Direction
Rewrite all of the material below as a Markdown table with a Row column numbering each line and a Line column holding that line, skipping blank lines.
## Begin Input records
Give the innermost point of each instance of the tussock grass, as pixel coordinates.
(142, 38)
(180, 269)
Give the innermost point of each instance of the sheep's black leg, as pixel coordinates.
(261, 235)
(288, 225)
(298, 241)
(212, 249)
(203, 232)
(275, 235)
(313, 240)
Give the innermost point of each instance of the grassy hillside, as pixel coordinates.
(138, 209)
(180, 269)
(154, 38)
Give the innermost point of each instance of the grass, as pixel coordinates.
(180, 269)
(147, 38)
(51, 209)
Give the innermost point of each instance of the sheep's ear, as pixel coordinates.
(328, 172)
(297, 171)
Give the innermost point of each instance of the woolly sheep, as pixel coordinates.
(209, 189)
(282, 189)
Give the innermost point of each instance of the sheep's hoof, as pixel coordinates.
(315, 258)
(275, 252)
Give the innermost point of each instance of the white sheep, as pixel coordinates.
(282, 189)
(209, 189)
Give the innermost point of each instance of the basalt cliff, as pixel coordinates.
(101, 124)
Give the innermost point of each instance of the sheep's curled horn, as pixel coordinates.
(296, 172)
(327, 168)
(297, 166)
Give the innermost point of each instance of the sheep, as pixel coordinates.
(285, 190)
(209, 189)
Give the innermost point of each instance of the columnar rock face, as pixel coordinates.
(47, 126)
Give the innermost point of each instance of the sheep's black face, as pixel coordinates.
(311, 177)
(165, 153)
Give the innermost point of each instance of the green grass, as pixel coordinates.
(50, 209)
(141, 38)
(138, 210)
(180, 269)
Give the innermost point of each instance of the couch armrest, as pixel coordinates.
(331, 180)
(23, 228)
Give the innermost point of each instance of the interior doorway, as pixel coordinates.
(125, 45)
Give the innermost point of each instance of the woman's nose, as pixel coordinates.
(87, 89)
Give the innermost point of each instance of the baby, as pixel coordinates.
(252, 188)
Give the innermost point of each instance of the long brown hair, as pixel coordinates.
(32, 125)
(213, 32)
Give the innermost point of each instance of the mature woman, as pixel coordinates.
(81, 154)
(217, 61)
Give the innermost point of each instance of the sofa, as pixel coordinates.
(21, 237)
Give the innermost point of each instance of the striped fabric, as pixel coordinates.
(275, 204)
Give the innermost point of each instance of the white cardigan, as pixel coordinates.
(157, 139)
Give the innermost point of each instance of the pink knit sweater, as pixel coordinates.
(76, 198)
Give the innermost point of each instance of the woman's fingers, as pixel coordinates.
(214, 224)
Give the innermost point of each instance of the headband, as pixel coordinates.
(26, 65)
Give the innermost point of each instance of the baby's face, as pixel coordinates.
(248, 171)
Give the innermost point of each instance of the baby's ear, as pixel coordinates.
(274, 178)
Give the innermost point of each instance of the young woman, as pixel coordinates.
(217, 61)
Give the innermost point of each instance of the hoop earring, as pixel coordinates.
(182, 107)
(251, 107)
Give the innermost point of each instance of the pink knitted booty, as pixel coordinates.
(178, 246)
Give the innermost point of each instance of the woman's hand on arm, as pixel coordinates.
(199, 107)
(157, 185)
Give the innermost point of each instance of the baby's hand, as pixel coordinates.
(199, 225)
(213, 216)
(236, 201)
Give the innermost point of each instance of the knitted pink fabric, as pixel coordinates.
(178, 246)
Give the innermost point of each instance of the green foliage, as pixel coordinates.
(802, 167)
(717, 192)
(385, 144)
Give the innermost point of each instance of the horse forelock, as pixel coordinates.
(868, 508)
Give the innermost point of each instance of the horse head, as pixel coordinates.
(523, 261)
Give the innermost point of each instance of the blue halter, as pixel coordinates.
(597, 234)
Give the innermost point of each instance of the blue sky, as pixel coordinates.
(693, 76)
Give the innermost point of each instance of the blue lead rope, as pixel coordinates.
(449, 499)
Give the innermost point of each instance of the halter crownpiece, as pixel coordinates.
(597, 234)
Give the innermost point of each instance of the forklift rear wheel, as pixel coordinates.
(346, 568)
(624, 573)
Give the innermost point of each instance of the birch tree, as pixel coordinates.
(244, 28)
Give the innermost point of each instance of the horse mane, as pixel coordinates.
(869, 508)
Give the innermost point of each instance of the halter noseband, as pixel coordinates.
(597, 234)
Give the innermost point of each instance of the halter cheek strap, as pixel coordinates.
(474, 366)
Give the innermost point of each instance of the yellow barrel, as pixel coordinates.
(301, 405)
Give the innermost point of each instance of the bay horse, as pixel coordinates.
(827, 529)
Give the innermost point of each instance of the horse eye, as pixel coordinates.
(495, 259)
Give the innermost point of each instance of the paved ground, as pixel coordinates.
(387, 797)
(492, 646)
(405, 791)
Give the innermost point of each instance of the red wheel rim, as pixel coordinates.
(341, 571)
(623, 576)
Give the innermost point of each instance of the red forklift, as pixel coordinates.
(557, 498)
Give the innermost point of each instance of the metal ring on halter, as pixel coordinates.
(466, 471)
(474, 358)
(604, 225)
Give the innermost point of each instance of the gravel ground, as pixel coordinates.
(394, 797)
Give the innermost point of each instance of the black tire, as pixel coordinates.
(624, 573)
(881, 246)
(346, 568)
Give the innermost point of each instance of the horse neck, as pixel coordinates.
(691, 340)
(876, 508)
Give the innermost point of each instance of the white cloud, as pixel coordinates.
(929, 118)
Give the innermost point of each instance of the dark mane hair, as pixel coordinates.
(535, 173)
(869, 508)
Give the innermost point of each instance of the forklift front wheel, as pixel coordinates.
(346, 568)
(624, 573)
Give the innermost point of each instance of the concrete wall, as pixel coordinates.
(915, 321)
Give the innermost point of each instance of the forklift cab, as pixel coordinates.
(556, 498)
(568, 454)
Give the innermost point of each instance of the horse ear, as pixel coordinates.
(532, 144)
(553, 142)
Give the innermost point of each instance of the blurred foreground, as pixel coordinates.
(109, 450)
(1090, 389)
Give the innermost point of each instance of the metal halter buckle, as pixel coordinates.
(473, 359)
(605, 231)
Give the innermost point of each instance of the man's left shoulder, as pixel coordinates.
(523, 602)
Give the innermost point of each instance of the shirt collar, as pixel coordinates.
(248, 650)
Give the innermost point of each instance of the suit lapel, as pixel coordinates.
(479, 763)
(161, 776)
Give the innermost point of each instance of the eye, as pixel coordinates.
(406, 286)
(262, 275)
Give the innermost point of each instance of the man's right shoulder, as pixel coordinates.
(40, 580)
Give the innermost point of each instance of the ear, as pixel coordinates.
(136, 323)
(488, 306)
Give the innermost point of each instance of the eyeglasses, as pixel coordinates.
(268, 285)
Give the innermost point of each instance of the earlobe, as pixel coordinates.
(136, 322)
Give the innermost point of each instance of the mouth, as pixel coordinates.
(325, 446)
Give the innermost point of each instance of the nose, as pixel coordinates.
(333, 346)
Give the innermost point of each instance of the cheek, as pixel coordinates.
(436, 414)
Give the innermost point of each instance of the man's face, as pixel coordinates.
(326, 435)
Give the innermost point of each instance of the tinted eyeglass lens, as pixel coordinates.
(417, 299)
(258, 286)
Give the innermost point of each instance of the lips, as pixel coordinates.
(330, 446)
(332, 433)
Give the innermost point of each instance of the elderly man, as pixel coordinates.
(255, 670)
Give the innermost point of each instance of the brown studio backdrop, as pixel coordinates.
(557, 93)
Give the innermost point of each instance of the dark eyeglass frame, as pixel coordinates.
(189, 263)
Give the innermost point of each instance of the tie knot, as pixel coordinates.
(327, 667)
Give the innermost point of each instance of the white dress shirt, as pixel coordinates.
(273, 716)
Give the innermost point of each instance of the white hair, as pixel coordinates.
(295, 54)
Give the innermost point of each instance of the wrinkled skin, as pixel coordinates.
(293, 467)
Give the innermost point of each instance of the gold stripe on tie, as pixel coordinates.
## End Input records
Output
| Row | Line |
|---|---|
| 1 | Give the innermost point of each instance of the tussock grass, as pixel coordinates. |
| 2 | (142, 38) |
| 3 | (180, 269) |
| 4 | Give the innermost point of each instance of the sheep's black leg, as pixel coordinates. |
| 5 | (261, 235) |
| 6 | (288, 225) |
| 7 | (298, 241) |
| 8 | (212, 249) |
| 9 | (203, 232) |
| 10 | (275, 235) |
| 11 | (313, 240) |
| 12 | Give the innermost point of each instance of the grassy hillside, as pixel coordinates. |
| 13 | (138, 209) |
| 14 | (180, 269) |
| 15 | (154, 38) |
| 16 | Give the innermost point of each instance of the grass, as pixel coordinates. |
| 17 | (180, 269) |
| 18 | (147, 38) |
| 19 | (51, 209) |
| 20 | Give the innermost point of each instance of the sheep's ear, as pixel coordinates. |
| 21 | (328, 172) |
| 22 | (297, 171) |
| 23 | Give the innermost point of each instance of the woolly sheep, as pixel coordinates. |
| 24 | (209, 189) |
| 25 | (282, 189) |
| 26 | Give the innermost point of each instance of the sheep's hoof, as pixel coordinates. |
| 27 | (315, 258) |
| 28 | (275, 252) |
| 29 | Give the innermost point of each instance of the white sheep, as pixel coordinates. |
| 30 | (282, 189) |
| 31 | (209, 189) |
| 32 | Give the innermost point of each instance of the basalt cliff, as pixel coordinates. |
| 33 | (101, 124) |
| 34 | Give the innermost point of each instance of the sheep's curled horn, as pixel coordinates. |
| 35 | (296, 172) |
| 36 | (327, 168) |
| 37 | (297, 166) |
| 38 | Give the innermost point of each instance of the sheep, as pixel coordinates. |
| 39 | (285, 190) |
| 40 | (209, 189) |
| 41 | Give the innermost point of each instance of the columnar rock face, as pixel coordinates. |
| 42 | (47, 126) |
| 43 | Give the innermost point of each instance of the sheep's black face, as pixel coordinates. |
| 44 | (311, 177) |
| 45 | (165, 153) |
| 46 | Give the innermost point of each instance of the green grass, as pixel coordinates. |
| 47 | (50, 209) |
| 48 | (141, 38) |
| 49 | (138, 210) |
| 50 | (180, 269) |
| 51 | Give the innermost point of each instance of the couch armrest, as pixel coordinates. |
| 52 | (331, 180) |
| 53 | (23, 228) |
| 54 | Give the innermost point of each instance of the interior doorway, as pixel coordinates. |
| 55 | (125, 45) |
| 56 | Give the innermost point of each instance of the woman's nose, as pixel coordinates. |
| 57 | (87, 89) |
| 58 | Give the innermost point of each instance of the baby, as pixel coordinates. |
| 59 | (252, 188) |
| 60 | Give the innermost point of each instance of the long brown hair, as pixel coordinates. |
| 61 | (32, 125) |
| 62 | (213, 32) |
| 63 | Give the innermost point of each instance of the mature woman, as pixel coordinates. |
| 64 | (81, 154) |
| 65 | (217, 61) |
| 66 | Give the innermost point of each instance of the sofa, as pixel coordinates. |
| 67 | (21, 237) |
| 68 | Give the innermost point of each instance of the striped fabric, as pixel coordinates. |
| 69 | (275, 204) |
| 70 | Give the innermost point of each instance of the white cardigan, as pixel coordinates. |
| 71 | (157, 139) |
| 72 | Give the innermost point of each instance of the pink knit sweater, as pixel coordinates. |
| 73 | (76, 198) |
| 74 | Give the innermost point of each instance of the woman's fingers, as pixel coordinates. |
| 75 | (214, 224) |
| 76 | Give the innermost point of each instance of the headband, as pixel coordinates. |
| 77 | (26, 65) |
| 78 | Give the innermost point of each instance of the baby's face, as pixel coordinates. |
| 79 | (248, 171) |
| 80 | Give the innermost point of each instance of the baby's ear, as pixel coordinates. |
| 81 | (274, 178) |
| 82 | Give the innermost point of each instance of the young woman, as pixel coordinates. |
| 83 | (217, 61) |
| 84 | Give the innermost point of each instance of the hoop earring, as pixel coordinates. |
| 85 | (182, 107) |
| 86 | (251, 107) |
| 87 | Give the innermost point of each instance of the pink knitted booty, as pixel coordinates. |
| 88 | (178, 246) |
| 89 | Give the innermost point of each instance of the woman's hand on arm, as pixel coordinates. |
| 90 | (199, 107) |
| 91 | (157, 185) |
| 92 | Give the innermost point of each instance of the baby's hand, as pixel coordinates. |
| 93 | (199, 225) |
| 94 | (213, 216) |
| 95 | (236, 201) |
| 96 | Give the innermost point of each instance of the knitted pink fabric, as pixel coordinates. |
| 97 | (178, 246) |
| 98 | Give the innermost point of each instance of the green foliage, as pixel coordinates. |
| 99 | (802, 167) |
| 100 | (717, 192) |
| 101 | (385, 144) |
| 102 | Give the innermost point of each instance of the horse forelock, as pixel coordinates. |
| 103 | (868, 508) |
| 104 | Give the innermost point of each instance of the horse head, as pixel coordinates. |
| 105 | (523, 261) |
| 106 | Give the innermost point of each instance of the blue halter, as pixel coordinates. |
| 107 | (597, 234) |
| 108 | Give the innermost point of each instance of the blue sky, as pixel coordinates. |
| 109 | (693, 76) |
| 110 | Give the innermost point of each instance of the blue lead rope, as pixel coordinates. |
| 111 | (449, 499) |
| 112 | Give the innermost point of each instance of the halter crownpiece, as pixel coordinates. |
| 113 | (597, 234) |
| 114 | Give the innermost point of each instance of the forklift rear wheel, as pixel coordinates. |
| 115 | (346, 568) |
| 116 | (624, 573) |
| 117 | Give the innermost point of each instance of the birch tree, as pixel coordinates. |
| 118 | (244, 28) |
| 119 | Give the innermost point of each instance of the horse mane, as pixel coordinates. |
| 120 | (869, 508) |
| 121 | Give the innermost point of each instance of the halter noseband, as pixel coordinates. |
| 122 | (597, 234) |
| 123 | Give the innermost point of each instance of the halter cheek strap, as pixel coordinates. |
| 124 | (474, 366) |
| 125 | Give the innermost point of each instance of the yellow barrel, as pixel coordinates. |
| 126 | (301, 405) |
| 127 | Give the innermost point of each instance of the bay horse, as pixel coordinates. |
| 128 | (827, 529) |
| 129 | Give the innermost point of each instance of the horse eye, as pixel coordinates. |
| 130 | (495, 259) |
| 131 | Give the innermost point of each instance of the paved ground, as pixel coordinates. |
| 132 | (387, 797) |
| 133 | (492, 646) |
| 134 | (405, 791) |
| 135 | Give the innermost point of each instance of the red wheel rim, as pixel coordinates. |
| 136 | (341, 571) |
| 137 | (623, 576) |
| 138 | Give the innermost point of each instance of the red forklift, as pixel coordinates. |
| 139 | (557, 498) |
| 140 | Give the innermost point of each instance of the metal ring on halter, as pixel coordinates. |
| 141 | (466, 471) |
| 142 | (474, 358) |
| 143 | (604, 225) |
| 144 | Give the innermost point of each instance of the gravel ground, as pixel coordinates. |
| 145 | (394, 797) |
| 146 | Give the innermost point of each instance of the black tire, as pixel coordinates. |
| 147 | (624, 573) |
| 148 | (881, 246) |
| 149 | (346, 568) |
| 150 | Give the innermost point of each instance of the horse neck, as pixel coordinates. |
| 151 | (691, 340) |
| 152 | (876, 508) |
| 153 | Give the innermost point of each instance of the white cloud, as pixel coordinates. |
| 154 | (929, 118) |
| 155 | Give the innermost point of each instance of the dark mane hair, as pixel coordinates. |
| 156 | (535, 173) |
| 157 | (869, 508) |
| 158 | Give the innermost point of each instance of the forklift front wheel, as pixel coordinates. |
| 159 | (346, 568) |
| 160 | (624, 573) |
| 161 | Give the innermost point of each instance of the concrete wall, as pixel coordinates. |
| 162 | (915, 321) |
| 163 | Give the innermost point of each instance of the forklift cab, as pixel coordinates. |
| 164 | (556, 498) |
| 165 | (568, 454) |
| 166 | Give the innermost point of each instance of the horse ear, as pixel coordinates. |
| 167 | (532, 144) |
| 168 | (553, 142) |
| 169 | Give the innermost point of each instance of the blurred foreground, as pixel coordinates. |
| 170 | (109, 450) |
| 171 | (1090, 389) |
| 172 | Give the innermost point of each instance of the metal halter buckle, as pixel coordinates. |
| 173 | (473, 359) |
| 174 | (605, 231) |
| 175 | Give the innermost point of each instance of the man's left shoulder, as pixel coordinates. |
| 176 | (523, 602) |
| 177 | Give the innermost point of each instance of the shirt collar, as pixel coordinates. |
| 178 | (248, 650) |
| 179 | Give the innermost point of each instance of the suit lapel, as pixel coordinates. |
| 180 | (479, 763) |
| 181 | (161, 776) |
| 182 | Give the innermost point of each instance of the eye, as pixel coordinates. |
| 183 | (406, 286) |
| 184 | (262, 275) |
| 185 | Give the innermost point of each instance of the man's right shoulder, as pixel coordinates. |
| 186 | (40, 580) |
| 187 | Give the innermost point of each instance of the ear, as pixel coordinates. |
| 188 | (136, 323) |
| 189 | (488, 306) |
| 190 | Give the innermost point of each instance of the eyeglasses, as pixel coordinates. |
| 191 | (268, 285) |
| 192 | Give the innermost point of each instance of the earlobe, as pixel coordinates. |
| 193 | (136, 322) |
| 194 | Give the innermost point of each instance of the mouth, as pixel coordinates. |
| 195 | (325, 446) |
| 196 | Give the innermost point of each instance of the nose, as pixel coordinates. |
| 197 | (333, 346) |
| 198 | Give the innermost point of each instance of the cheek, as pixel coordinates. |
| 199 | (436, 414) |
| 200 | Give the innermost point of each instance of the man's face, as pixel coordinates. |
| 201 | (326, 435) |
| 202 | Give the innermost point of each instance of the tinted eyeglass lens, as pixel coordinates. |
| 203 | (417, 299) |
| 204 | (258, 286) |
| 205 | Give the innermost point of each instance of the lips, as pixel coordinates. |
| 206 | (330, 446) |
| 207 | (332, 433) |
| 208 | Give the innermost point of each instance of the elderly man, as pixel coordinates. |
| 209 | (255, 670) |
| 210 | Give the innermost point of each instance of the brown studio backdrop, as pixel coordinates. |
| 211 | (557, 93) |
| 212 | Give the innermost point of each instance of the dark eyeglass frame, as pixel coordinates. |
| 213 | (189, 263) |
| 214 | Give the innermost point of each instance of the tie knot, as pixel coordinates. |
| 215 | (327, 667) |
| 216 | Give the innermost point of each instance of the white dress shirt, as pixel coordinates. |
| 217 | (273, 716) |
| 218 | Give the innermost point of each instance of the white hair, as pixel coordinates. |
| 219 | (295, 54) |
| 220 | Give the innermost point of each instance of the wrinkled skin, as pixel coordinates. |
| 221 | (293, 467) |
| 222 | Give the innermost point of each instance of the gold stripe on tie, as pixel coordinates. |